--- SUPPLIED MATERIAL ---
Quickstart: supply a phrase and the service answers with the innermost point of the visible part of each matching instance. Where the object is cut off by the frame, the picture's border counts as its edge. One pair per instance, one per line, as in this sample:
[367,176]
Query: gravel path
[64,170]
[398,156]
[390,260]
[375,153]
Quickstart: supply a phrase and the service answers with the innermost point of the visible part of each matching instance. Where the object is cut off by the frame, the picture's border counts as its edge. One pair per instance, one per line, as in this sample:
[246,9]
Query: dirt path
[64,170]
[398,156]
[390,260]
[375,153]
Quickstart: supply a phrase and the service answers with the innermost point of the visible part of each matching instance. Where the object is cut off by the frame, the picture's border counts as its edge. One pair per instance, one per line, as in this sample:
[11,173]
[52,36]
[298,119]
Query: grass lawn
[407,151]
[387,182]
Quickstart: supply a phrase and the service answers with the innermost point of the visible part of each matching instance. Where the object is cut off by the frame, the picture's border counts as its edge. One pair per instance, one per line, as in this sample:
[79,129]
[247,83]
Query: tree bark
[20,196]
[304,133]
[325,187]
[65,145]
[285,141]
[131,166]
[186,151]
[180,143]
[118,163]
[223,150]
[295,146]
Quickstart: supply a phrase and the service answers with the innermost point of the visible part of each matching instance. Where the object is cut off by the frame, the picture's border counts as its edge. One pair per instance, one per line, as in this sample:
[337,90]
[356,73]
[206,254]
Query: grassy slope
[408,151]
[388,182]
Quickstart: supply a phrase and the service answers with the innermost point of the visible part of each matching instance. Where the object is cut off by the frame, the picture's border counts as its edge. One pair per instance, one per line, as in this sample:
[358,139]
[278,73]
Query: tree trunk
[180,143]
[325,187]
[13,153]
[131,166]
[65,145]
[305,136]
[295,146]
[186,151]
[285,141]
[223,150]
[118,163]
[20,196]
---
Please output each record exactly as it appears above.

### WRITTEN RESPONSE
Quickstart: supply a phrase and the service answers with the innermost point of the visible part of each matching instance. Where the object is cut off by the frame, the picture's border counts as its edge. One pair per instance, one per line, as in this sample:
[367,176]
Query: gravel path
[64,170]
[398,156]
[390,260]
[375,153]
Quickstart: supply a phrase and the service answers with the innermost point of the visible part of each matching instance. Where the object is cut off by the frame, the picture's border counts as its edge. One pair per instance, one per line, as in this sample:
[246,9]
Query: dirt path
[64,170]
[398,156]
[390,260]
[375,153]
Quickstart: supply a phrase and the service answers with the innermost point of the visible part of each matching instance. Where the object is cut off by the frame, the picture's border counts as its edge. One pair per instance, one per line, as in this sample:
[11,173]
[52,36]
[298,119]
Query: grass lawn
[407,151]
[387,182]
Quickstart: supply a phrase and the service answers with the innermost point of the visible part of each matching instance. Where the object is cut off by the frame, the picture's border counts as its edge. One pair per instance, one per line, as in this sample:
[79,129]
[247,83]
Query: tree bark
[20,196]
[304,133]
[325,187]
[65,145]
[285,141]
[131,166]
[186,151]
[180,143]
[118,163]
[223,150]
[295,146]
Quickstart: supply a phrase and the service answers with the innermost point of the visible part of each matching instance. Where the object is cut off by the frame, the picture's border counts as its edge. One pair per instance, one per line, as in this sample:
[337,90]
[356,73]
[206,254]
Query: grassy slope
[408,151]
[388,182]
Quickstart: supply a phrase and the service answers with the innermost point of the visible part of each matching instance. Where the object is cut off by the frame, the picture's border counts as its edge. One pair per instance, one per line, as in this sample:
[358,139]
[278,73]
Query: tree trunk
[180,143]
[325,187]
[13,153]
[131,166]
[65,145]
[305,136]
[295,146]
[186,151]
[285,141]
[223,150]
[118,163]
[20,196]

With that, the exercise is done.